DATA RECORDS:

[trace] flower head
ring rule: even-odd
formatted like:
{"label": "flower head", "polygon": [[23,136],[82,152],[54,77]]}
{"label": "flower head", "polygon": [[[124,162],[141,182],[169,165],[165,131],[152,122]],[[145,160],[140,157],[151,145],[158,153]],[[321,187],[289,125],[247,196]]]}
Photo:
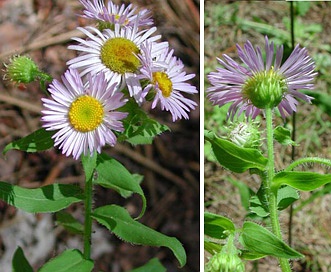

EXERCISE REQUIREMENTS:
Check each line of the entries, and copy the ones that contain "flower".

TASK RESULT:
[trace] flower head
{"label": "flower head", "polygon": [[23,136],[82,152],[54,77]]}
{"label": "flower head", "polygon": [[[124,162],[141,182],[169,165],[165,131],[152,122]],[[145,160],[140,157],[151,145],[158,153]],[[321,187],[289,125],[247,196]]]}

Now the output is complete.